Copy all of the entries below word for word, changing nothing.
[start of Dataset rows]
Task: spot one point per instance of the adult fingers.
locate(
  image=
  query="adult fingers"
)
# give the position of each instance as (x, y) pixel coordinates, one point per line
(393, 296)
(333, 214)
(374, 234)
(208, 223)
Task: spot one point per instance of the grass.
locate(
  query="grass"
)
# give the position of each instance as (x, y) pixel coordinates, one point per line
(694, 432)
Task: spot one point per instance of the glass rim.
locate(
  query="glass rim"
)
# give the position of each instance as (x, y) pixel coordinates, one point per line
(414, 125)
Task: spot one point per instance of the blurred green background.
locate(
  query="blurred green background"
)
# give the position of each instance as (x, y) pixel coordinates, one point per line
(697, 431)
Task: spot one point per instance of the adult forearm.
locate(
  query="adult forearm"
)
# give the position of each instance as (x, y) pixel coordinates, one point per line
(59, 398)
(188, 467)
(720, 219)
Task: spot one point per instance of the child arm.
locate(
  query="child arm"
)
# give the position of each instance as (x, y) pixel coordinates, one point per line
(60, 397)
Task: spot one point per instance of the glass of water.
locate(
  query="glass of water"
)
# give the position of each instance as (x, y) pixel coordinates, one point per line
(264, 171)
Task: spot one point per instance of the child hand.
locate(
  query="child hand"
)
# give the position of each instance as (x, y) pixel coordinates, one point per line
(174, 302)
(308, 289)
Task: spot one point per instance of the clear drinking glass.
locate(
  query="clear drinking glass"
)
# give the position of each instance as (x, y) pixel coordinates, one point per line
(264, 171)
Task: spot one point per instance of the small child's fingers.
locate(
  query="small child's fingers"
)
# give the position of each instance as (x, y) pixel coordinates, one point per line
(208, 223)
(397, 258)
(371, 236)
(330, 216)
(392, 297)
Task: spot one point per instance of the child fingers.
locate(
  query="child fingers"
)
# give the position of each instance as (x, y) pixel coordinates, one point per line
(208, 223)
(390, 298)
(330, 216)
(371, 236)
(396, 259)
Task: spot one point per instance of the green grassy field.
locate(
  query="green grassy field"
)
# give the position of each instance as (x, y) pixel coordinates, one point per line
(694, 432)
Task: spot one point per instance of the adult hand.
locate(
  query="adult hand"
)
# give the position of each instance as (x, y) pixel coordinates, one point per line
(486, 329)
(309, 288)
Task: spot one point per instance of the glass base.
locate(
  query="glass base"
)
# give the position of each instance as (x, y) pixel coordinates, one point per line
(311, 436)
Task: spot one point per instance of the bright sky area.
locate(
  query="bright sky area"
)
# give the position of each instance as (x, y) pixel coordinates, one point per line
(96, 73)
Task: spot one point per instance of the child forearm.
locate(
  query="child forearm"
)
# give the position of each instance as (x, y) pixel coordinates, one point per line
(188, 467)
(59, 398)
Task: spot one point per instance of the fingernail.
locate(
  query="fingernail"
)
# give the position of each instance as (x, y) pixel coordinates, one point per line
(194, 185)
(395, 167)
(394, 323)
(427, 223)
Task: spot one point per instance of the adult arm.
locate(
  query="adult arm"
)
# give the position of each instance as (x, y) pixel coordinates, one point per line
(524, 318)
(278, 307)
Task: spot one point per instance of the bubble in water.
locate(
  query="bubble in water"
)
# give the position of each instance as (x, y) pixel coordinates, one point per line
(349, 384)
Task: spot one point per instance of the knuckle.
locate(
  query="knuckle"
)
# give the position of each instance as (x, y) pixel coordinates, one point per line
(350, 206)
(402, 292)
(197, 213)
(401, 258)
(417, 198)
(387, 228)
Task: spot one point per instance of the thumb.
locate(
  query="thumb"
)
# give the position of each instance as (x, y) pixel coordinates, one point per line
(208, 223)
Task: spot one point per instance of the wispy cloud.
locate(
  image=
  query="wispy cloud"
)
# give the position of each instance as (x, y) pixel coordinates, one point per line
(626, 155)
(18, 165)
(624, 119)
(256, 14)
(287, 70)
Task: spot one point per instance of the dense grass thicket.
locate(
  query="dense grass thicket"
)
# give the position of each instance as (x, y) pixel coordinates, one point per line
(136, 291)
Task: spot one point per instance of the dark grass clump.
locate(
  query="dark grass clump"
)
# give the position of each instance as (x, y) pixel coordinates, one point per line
[end of Dataset rows]
## Worked answer
Task: spot one point per instance of the adult fingers.
locate(
  image=
  query="adult fingers"
)
# give the position of each instance as (x, y) pixel coordinates, one point per line
(393, 296)
(333, 214)
(374, 234)
(208, 223)
Task: spot one point per instance of the grass.
locate(
  query="grass"
)
# give the position of each instance as (x, y) pixel coordinates, one point per line
(694, 432)
Task: spot one point per instance of the glass rim.
locate(
  query="glass rim"
)
# give the position of each instance as (x, y) pixel coordinates, one point per line
(414, 125)
Task: spot one point per instance of the blurred green background.
locate(
  query="blurred green background"
)
# give the position of each instance as (x, y) pixel coordinates, one point per line
(697, 431)
Task: spot one point per instance of the adult forearm.
locate(
  query="adult forearm"
)
# give the position of each instance as (x, y) pixel coordinates, one point per line
(59, 398)
(188, 467)
(720, 219)
Task: spot one point per instance of the child arm.
locate(
  query="child arm"
)
# give the position of each instance as (x, y) pixel coordinates, one point per line
(60, 397)
Task: spot one point per instance of the glass of water.
locate(
  query="glass of water"
)
# give the position of each instance as (x, y) pixel coordinates, one point per line
(264, 171)
Task: spot one point per instance of the child hand.
locate(
  query="child hand"
)
# give the position of each instance as (x, y) pixel coordinates, one point per line
(174, 302)
(308, 289)
Task: spot one point per instance of the clear drinking glass.
locate(
  query="clear drinking glass"
)
# give the position of each instance as (x, y) pixel coordinates, one point per line
(264, 171)
Task: spot one point per instance of the small child's fingers.
locate(
  query="small child's fingers"
)
# give the position of each instance as (x, y) pixel coordinates, one point per line
(208, 223)
(397, 258)
(371, 236)
(330, 216)
(392, 297)
Task: spot one point per instance of the child fingers.
locate(
  query="child fingers"
)
# give the position of each instance as (x, y) pixel coordinates, one point per line
(208, 223)
(390, 298)
(330, 216)
(371, 236)
(396, 259)
Task: spot one point per instance of the green grassy field.
locate(
  query="green grassy field"
)
# give the position of each instance as (x, y) pixel coordinates, one point per line
(694, 432)
Task: spot one point per instance of the adult hand.
locate(
  query="adult hand"
)
# give the position of each instance as (x, y) pixel coordinates, one point per line
(486, 329)
(309, 288)
Task: spot one point per instance of the glass base.
locate(
  query="glass base"
)
# give the position of each instance as (x, y) pixel coordinates, one point per line
(311, 436)
Task: spot one point per instance of the bright sky area.
locate(
  query="bright sky area"
)
# give the position of each instance as (x, y) pixel coordinates, one point per line
(96, 73)
Task: spot one point per instance of the child forearm.
locate(
  query="child forearm"
)
# give the position of each instance as (x, y) pixel coordinates, one point per line
(188, 467)
(59, 398)
Task: spot one point per instance of the fingernail.
locate(
  query="fingernail"
)
# give the position of each instance as (x, y) pixel coordinates, one point per line
(194, 185)
(395, 167)
(394, 323)
(427, 223)
Task: spot one point per instance of the adult arm.
locate(
  query="adult arm"
)
# give the position of each instance as (x, y) pixel coordinates, one point per line
(524, 318)
(278, 307)
Task: spot one point per instance of the bubble in water.
locate(
  query="bubble in water"
)
# give the position of each instance as (x, y) pixel coordinates, one point per line
(349, 384)
Task: spot one point per instance of the knuckle.
locate(
  query="knuckle"
)
# give the position of each instance as (x, y) pixel coordinates, one point per line
(350, 206)
(402, 292)
(197, 213)
(401, 258)
(417, 198)
(387, 228)
Task: spot one point per instance of the thumb.
locate(
  query="thumb"
)
# give the position of each instance as (x, y) pixel coordinates, one point per line
(208, 223)
Task: spot one point per instance of the wispy cloud.
locate(
  image=
  query="wispy cloud"
)
# give the position of each instance as (x, y) pixel coordinates, one point per line
(626, 155)
(18, 165)
(624, 119)
(256, 14)
(287, 70)
Task: spot one point per instance of the dense grass thicket.
locate(
  query="dense grass thicket"
)
# give the position of each instance as (x, y) pixel coordinates, one point per line
(136, 291)
Task: spot one point per instance of the dark grass clump.
locate(
  query="dark grass clump"
)
# give the position of each instance as (x, y) pixel coordinates, one point per line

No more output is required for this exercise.